• [TASK] Please quote the rows below word for word, starting at the line containing "plate with a single marker." and continuing through the final line of the rows.
### GIVEN DATA ###
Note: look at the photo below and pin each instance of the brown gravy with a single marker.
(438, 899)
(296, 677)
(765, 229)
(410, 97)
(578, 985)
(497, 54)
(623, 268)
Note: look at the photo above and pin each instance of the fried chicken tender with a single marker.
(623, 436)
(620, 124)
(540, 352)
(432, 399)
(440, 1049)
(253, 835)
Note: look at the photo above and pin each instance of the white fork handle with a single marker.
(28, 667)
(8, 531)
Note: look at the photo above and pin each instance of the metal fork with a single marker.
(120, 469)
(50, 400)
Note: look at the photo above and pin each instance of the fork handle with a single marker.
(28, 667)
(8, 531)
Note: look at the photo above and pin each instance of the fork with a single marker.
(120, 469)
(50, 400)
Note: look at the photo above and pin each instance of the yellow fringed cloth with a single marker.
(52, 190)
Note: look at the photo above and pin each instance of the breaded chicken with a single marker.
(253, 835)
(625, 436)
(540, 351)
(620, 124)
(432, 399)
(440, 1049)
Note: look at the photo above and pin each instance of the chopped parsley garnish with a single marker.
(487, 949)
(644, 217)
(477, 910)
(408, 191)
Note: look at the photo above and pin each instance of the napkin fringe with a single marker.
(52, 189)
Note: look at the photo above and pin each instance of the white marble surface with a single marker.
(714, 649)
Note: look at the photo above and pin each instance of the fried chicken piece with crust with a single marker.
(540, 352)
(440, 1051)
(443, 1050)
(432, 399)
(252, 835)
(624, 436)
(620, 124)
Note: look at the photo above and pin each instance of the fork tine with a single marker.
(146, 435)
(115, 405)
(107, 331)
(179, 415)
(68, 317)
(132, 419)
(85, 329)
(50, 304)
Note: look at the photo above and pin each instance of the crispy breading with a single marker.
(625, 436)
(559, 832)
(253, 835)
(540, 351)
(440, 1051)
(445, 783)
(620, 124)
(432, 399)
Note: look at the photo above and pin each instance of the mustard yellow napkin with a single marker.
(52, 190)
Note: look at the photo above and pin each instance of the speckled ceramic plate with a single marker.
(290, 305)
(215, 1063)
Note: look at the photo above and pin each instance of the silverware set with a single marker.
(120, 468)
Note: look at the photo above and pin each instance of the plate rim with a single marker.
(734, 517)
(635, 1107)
###
• [TASK RESPONSE]
Note: look at the photo above and pin each instance of the speckled ceramic plate with a single marker.
(290, 305)
(215, 1063)
Note: look at the photo above and pin each instance of the silverware set with a single marker.
(120, 468)
Note: look at the photo above and pin each instance of the plate rim with a single marker.
(734, 517)
(635, 1107)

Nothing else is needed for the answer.